We can rely on the same approach for NVM device however we cannot use user space process to act as memory host in this case. As a result we propose to use an alternative approach: we can rely on a dedicated module managing the mapping of memory segment to the NVM device. This module can register and expose segment to the other process via simple sysfs call.

IV. Kernel Implementation:

For transparent integration with existing applications we implemented a propose Linux Kernel Module, with four small changes to the Kernel itself: two hooks in the write-out sequence and two in the page fault sequence. Our goal was to create an RDMA-based alternative to existing disk-based swap storage, while also keeping existing swap functionalities intact.

We sought to integrate with the Memory Management Unit (MMU) in a way similar to the way disk-based swap integrates with it, and carry out the RDMA processes in a manner as close as possible to the processes which they replace. We relies on existing data structures, such as page table entries and swap entries.
──────────
Aim of the exercise: In the extract on RDMA-based swap, what changes were made to the Linux kernel itself? The items after this point are separate material, unrelated to the extract on RDMA-based swap.
──────────
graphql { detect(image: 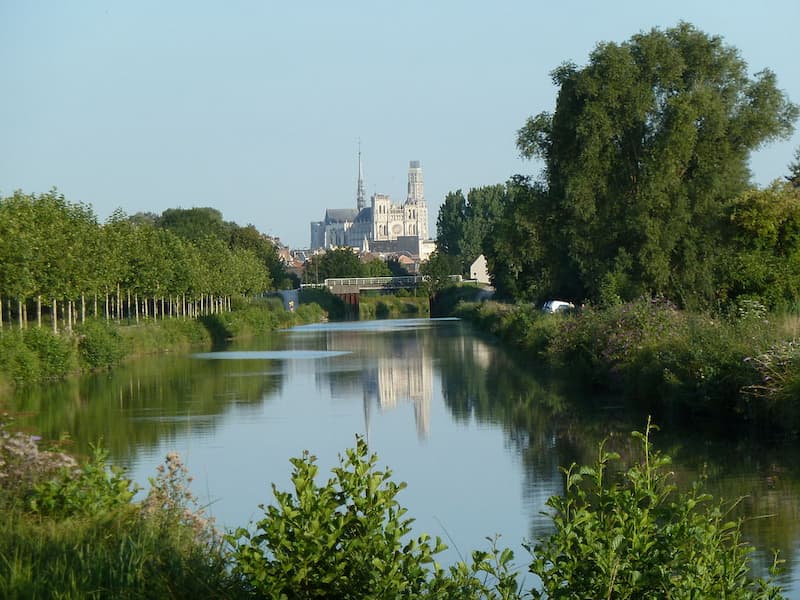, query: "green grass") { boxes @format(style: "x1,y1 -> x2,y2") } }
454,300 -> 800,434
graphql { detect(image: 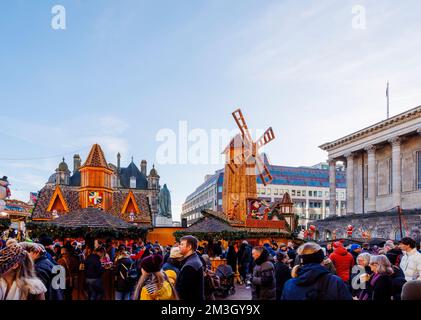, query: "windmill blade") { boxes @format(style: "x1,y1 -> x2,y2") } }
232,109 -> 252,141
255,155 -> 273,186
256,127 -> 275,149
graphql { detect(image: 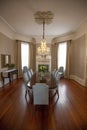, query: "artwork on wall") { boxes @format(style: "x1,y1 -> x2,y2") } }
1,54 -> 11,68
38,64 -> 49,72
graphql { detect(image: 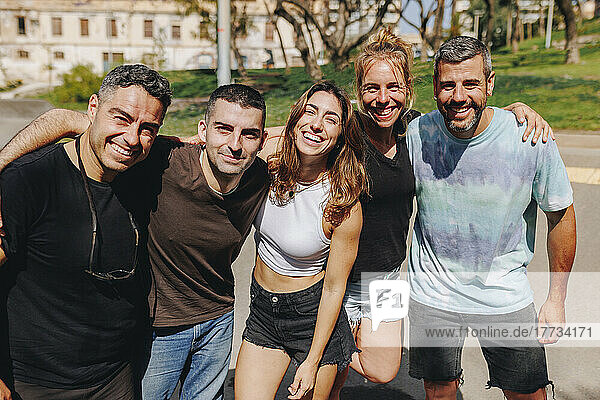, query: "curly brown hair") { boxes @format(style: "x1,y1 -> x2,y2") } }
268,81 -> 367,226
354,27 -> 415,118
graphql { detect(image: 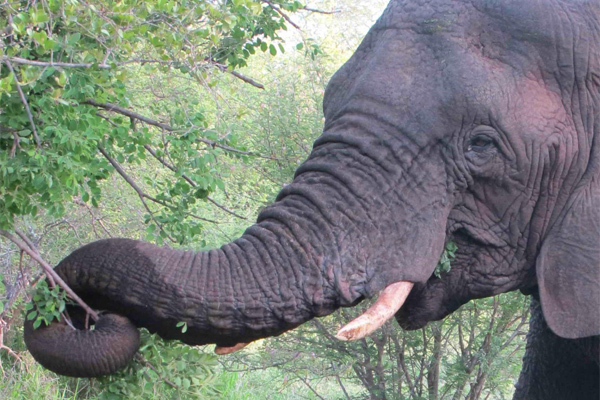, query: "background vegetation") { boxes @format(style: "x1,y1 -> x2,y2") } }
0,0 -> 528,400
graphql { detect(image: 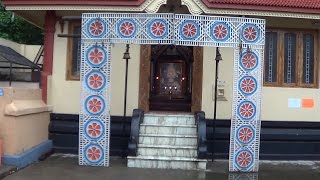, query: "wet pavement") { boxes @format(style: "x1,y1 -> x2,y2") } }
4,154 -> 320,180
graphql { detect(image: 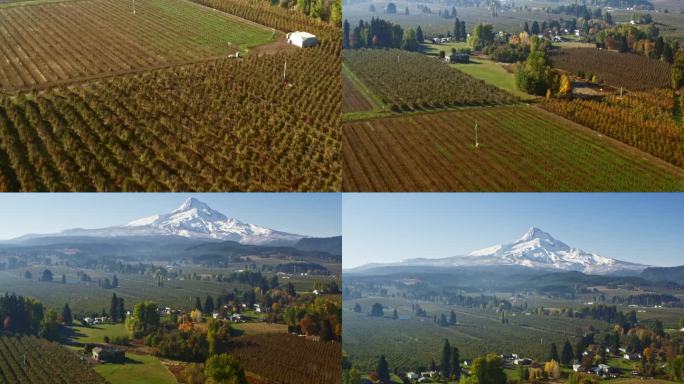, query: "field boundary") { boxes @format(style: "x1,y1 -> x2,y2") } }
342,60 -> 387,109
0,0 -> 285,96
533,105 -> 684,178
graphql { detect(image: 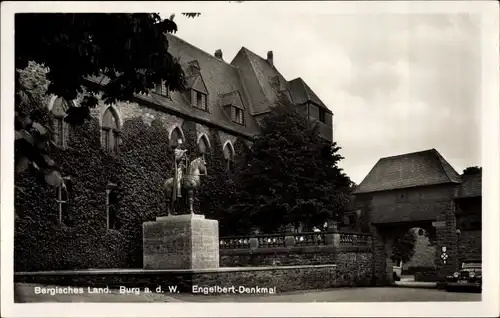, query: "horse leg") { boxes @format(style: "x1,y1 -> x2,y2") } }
──────────
Task response: Four small changes: two hooks in the write-out sequence and two in the page fault sequence.